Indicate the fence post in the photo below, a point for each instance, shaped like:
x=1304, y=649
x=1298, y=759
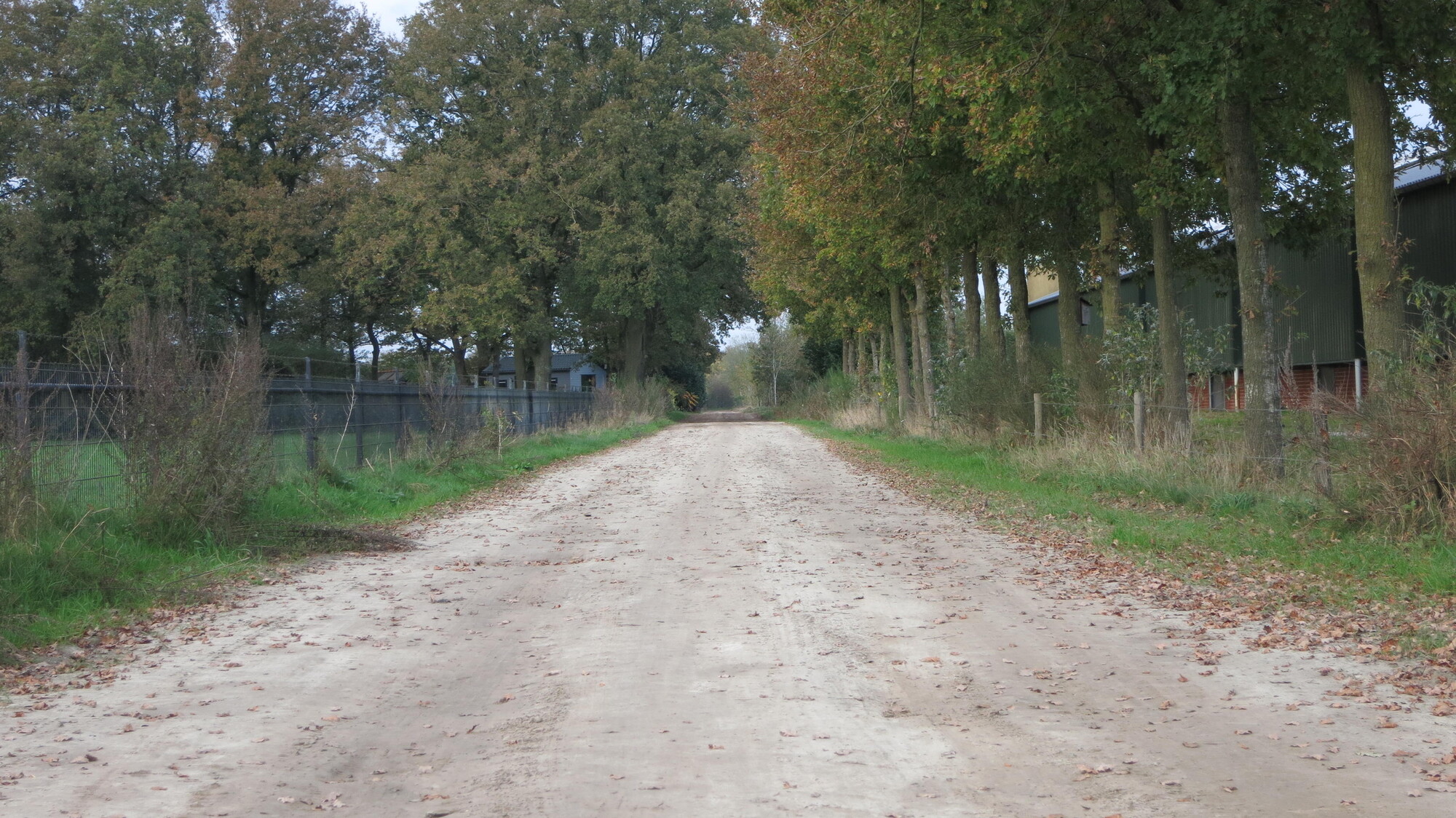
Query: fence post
x=1139, y=420
x=311, y=432
x=359, y=427
x=1323, y=480
x=23, y=405
x=400, y=405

### Brief
Would you please set down the data above again exactly, without its pictures?

### Result below
Indicate the fence post in the photo below, a point for each instance, shaped like:
x=1304, y=649
x=1298, y=759
Query: fence post
x=1139, y=420
x=311, y=432
x=359, y=427
x=1323, y=480
x=23, y=405
x=400, y=405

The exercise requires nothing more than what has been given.